▸ **Your objective**
Reproduce verbatim the lines below, from the line containing "the white t-shirt" (that line included) through the last line of the items.

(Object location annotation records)
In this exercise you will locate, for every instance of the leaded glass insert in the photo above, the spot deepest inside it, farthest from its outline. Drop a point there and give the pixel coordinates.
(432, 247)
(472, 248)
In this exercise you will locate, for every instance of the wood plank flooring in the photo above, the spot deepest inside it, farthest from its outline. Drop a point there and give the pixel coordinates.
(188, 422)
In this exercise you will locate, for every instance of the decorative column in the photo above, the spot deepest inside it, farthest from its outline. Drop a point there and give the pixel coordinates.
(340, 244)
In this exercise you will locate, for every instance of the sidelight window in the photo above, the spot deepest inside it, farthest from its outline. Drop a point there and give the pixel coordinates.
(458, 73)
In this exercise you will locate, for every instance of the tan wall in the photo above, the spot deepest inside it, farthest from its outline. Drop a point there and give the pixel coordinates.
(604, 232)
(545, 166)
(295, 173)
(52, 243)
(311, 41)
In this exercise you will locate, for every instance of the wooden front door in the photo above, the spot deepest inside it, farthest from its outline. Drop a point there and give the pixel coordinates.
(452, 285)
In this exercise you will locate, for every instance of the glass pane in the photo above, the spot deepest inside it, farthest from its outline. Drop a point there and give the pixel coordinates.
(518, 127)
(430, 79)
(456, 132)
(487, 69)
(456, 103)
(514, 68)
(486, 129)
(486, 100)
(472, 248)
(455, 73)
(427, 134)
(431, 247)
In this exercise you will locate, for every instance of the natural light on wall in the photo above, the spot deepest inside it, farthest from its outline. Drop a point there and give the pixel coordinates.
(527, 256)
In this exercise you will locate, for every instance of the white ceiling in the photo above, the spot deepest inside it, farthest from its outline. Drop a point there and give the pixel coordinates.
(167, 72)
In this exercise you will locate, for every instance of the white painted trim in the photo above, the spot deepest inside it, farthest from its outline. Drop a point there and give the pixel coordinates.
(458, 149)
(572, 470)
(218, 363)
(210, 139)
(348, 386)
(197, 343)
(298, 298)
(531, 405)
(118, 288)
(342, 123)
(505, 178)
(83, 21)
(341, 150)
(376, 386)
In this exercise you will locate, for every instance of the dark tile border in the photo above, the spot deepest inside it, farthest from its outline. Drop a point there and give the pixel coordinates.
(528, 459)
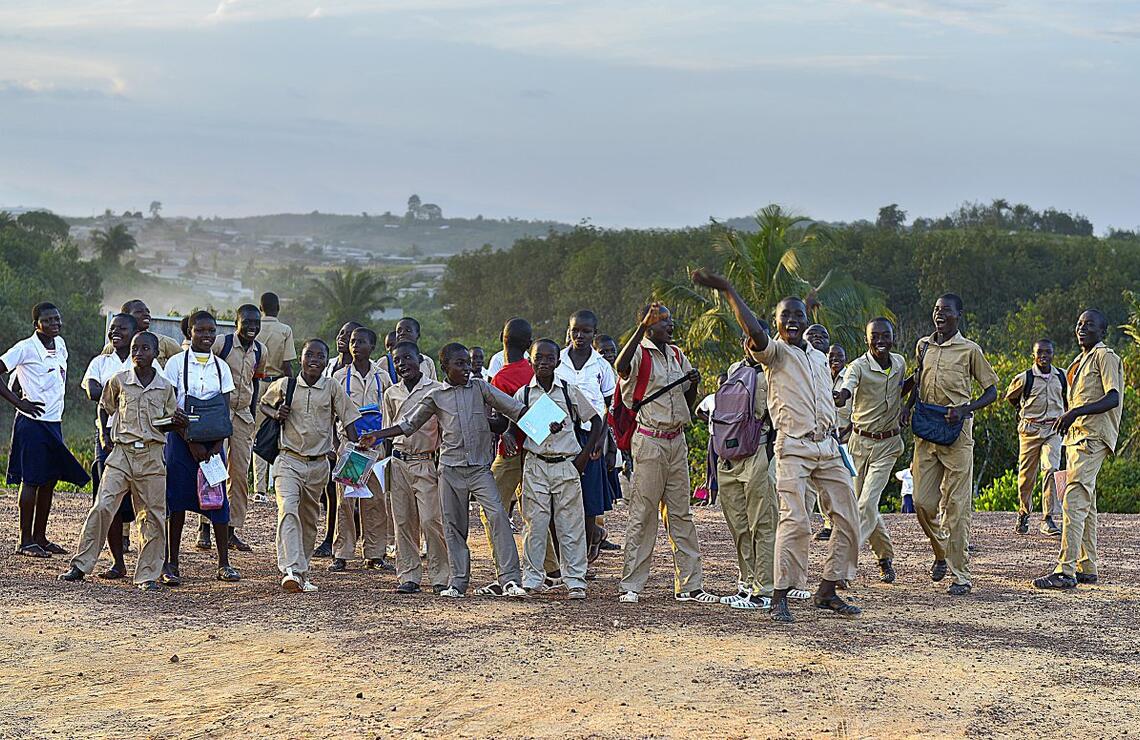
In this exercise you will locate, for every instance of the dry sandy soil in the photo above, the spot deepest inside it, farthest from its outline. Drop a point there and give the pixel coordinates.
(98, 659)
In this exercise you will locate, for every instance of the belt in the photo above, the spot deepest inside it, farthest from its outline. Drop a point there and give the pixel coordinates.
(657, 433)
(878, 436)
(410, 457)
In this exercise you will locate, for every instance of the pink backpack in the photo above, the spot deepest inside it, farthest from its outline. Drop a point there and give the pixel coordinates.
(737, 432)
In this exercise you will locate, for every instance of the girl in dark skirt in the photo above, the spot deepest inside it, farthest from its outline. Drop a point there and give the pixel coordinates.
(39, 457)
(198, 373)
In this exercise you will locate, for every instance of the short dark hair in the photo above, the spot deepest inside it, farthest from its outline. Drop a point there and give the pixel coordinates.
(366, 332)
(270, 303)
(39, 308)
(149, 339)
(453, 348)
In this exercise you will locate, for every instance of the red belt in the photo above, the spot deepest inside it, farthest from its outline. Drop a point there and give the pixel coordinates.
(658, 434)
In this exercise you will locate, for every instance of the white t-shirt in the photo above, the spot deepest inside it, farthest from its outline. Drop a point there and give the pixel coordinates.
(42, 374)
(203, 376)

▸ **Exercise result**
In this exercise you will locate, for every instance of the white t-shirt in the photo above, the spot deepest inside it, farthest from its outline. Drop a point there and give the pixel coordinates.
(42, 374)
(203, 376)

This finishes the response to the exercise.